## GOAL 1
Rewrite the passage on value-laden technology, starting with "While this point" and going on through "and for whom.", and swap "social media" for "online platforms".
## GOAL 2
Check each statement against the passage on value-laden technology. Answer yes or no, and quote the words from the passage that decide it. (a) The essay by Langdon Winner is called "Do Artefacts have Politics?" (b) The low overpass bridges kept private motorists out of the neighbourhood. (c) Artificial intelligence is an exception to value-laden design.

## TEXT BLOCK
--- Begin ---

Technological change is always value laden. That is, how we design and implement technologies will always promote specific social and political values, either unintentionally or by design. This has long been argued by philosophers of technology such as Langdon Winner, who in his classical essay “Do Artefacts have Politics?”, explored how building low overpass bridges across the roads in a certain neighbourhood makes the area inaccessible to buses. This itself embodies a preference for private motorists over public transport, which in turn becomes a preference against those who rely on public transport—such as poorer or disabled people—which furthermore correlates with other dimensions of marginalisation, including race, ethnicity, age and class.
While this point is clear enough in the case of physical infrastructure, it applies no less to the digital infrastructures that are increasingly embedded into our lives. As Jenny Davis puts it, digital technologies variously demand, refuse, request, allow, encourage or discourage certain kinds of actions from different kinds of people. For instance, social media doesn’t just provide us with a means to communicate: implicit in the very design of these sites are embodiments of philosophies about what a person is and how we should value and relate to one another. Artificial intelligence is no exception either. How we design and deploy AI will inevitably involve value-laden choices regarding what it should be possible and convenient to do, and for whom.

--- End ---

## RECORDS SUPPLIED
--- Begin ---

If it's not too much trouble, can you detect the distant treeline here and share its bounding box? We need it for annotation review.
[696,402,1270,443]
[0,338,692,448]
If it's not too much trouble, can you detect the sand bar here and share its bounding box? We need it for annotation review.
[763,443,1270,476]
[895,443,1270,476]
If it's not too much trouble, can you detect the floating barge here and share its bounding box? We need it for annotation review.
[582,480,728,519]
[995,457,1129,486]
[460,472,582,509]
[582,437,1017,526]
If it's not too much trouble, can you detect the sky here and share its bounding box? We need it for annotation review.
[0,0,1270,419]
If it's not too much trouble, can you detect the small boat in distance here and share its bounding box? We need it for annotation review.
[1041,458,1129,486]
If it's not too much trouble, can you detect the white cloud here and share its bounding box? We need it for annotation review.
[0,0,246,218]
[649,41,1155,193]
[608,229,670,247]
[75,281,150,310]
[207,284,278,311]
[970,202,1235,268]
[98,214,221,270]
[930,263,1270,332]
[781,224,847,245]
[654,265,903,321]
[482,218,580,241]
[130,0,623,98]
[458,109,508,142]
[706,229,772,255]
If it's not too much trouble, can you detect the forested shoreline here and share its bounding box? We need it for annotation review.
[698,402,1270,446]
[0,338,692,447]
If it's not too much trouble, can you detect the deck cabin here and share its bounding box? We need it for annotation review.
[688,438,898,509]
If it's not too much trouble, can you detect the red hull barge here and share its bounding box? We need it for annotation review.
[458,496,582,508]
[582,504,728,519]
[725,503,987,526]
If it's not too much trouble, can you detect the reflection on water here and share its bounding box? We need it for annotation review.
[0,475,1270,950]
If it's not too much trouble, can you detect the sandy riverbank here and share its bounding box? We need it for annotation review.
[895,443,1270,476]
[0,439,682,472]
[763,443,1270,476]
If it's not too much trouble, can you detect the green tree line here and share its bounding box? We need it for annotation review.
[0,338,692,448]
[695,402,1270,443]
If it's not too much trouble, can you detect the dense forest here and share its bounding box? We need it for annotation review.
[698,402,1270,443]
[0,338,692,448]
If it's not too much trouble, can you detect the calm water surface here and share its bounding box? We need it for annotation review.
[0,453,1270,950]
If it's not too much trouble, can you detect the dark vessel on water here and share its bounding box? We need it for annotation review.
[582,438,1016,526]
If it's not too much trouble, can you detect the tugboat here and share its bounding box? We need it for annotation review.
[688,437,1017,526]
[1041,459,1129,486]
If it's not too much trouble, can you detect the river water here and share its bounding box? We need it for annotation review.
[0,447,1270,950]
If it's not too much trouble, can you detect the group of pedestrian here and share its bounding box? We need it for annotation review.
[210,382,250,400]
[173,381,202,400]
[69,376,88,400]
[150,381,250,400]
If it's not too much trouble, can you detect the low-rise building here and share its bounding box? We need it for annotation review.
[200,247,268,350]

--- End ---

## WORKED SOLUTION 1
While this point is clear enough in the case of physical infrastructure, it applies no less to the digital infrastructures that are increasingly embedded into our lives. As Jenny Davis puts it, digital technologies variously demand, refuse, request, allow, encourage or discourage certain kinds of actions from different kinds of people. For instance, online platforms doesn’t just provide us with a means to communicate: implicit in the very design of these sites are embodiments of philosophies about what a person is and how we should value and relate to one another. Artificial intelligence is no exception either. How we design and deploy AI will inevitably involve value-laden choices regarding what it should be possible and convenient to do, and for whom.

## WORKED SOLUTION 2
(a) Yes: "in his classical essay “Do Artefacts have Politics?”"
(b) No: "makes the area inaccessible to buses"
(c) No: "Artificial intelligence is no exception either."